▸ Source:
=-=-=-=-=
Three modes cover every common percentage change problem. Choose from the dropdown, enter your values, and the result appears instantly with a full step-by-step breakdown.

Find % change between two numbers

The default mode. Enter the original (old) value and the new value. The calculator finds the percentage increase or decrease between them, the absolute change, the multiplier, and the new value expressed as a percentage of the original. Use this when you have both numbers and need to know the percentage shift: price changes, sales figures, population data, test scores, or any before-and-after comparison.

Find new value after % increase

Enter the original value and a percentage change. Use a positive number for an increase, negative for a decrease. The calculator returns the new value and the absolute change amount. Use this for salary after a raise, a price after a markup, a population after growth, or any future-value question where you know the rate of change.
=-=-=-=-=
▸ Data excerpts:
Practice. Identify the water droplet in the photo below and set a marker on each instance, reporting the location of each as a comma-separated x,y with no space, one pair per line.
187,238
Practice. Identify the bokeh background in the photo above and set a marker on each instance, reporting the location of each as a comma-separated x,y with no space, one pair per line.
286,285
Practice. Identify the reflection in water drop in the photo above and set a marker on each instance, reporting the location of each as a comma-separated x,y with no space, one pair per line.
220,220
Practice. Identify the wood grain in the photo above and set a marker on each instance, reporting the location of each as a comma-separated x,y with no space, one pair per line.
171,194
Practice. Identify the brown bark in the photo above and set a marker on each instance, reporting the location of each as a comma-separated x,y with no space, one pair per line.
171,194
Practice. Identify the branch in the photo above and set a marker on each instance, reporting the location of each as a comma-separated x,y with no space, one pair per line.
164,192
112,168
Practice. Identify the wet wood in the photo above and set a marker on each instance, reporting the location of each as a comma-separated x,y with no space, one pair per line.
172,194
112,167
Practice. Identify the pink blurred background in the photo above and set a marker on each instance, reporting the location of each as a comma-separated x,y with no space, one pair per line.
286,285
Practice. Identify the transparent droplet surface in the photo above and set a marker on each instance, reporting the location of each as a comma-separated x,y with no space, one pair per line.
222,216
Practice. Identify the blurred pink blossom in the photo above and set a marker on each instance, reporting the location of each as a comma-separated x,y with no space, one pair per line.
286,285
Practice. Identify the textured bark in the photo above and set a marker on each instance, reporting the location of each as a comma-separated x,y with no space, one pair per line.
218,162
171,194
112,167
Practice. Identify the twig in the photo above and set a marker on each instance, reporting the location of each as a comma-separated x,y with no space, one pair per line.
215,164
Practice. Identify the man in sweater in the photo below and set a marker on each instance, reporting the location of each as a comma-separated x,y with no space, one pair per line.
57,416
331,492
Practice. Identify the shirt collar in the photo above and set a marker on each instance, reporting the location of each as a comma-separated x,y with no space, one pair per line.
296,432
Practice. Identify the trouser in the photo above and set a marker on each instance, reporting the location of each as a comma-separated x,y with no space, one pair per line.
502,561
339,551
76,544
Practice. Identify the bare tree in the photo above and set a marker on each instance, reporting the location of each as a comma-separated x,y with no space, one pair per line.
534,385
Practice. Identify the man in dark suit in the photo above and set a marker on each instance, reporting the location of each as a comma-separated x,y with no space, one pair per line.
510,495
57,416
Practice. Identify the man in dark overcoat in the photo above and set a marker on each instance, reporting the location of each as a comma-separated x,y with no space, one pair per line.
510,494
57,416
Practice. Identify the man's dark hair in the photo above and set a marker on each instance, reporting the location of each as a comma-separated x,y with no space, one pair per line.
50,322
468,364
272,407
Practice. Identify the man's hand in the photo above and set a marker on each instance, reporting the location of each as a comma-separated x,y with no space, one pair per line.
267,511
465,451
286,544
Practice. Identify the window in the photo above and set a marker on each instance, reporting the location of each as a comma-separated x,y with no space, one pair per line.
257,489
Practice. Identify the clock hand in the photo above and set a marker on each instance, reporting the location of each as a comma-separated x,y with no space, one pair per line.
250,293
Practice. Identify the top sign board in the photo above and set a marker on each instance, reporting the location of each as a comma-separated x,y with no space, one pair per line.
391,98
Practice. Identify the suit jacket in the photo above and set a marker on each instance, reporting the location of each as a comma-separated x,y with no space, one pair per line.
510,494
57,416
=-=-=-=-=
▸ Required task:
Translate this sentence from the percentage change calculator text above into Spanish: "Use a positive number for an increase, negative for a decrease."

▸ Result of this task:
Use un número positivo para un aumento y uno negativo para una disminución.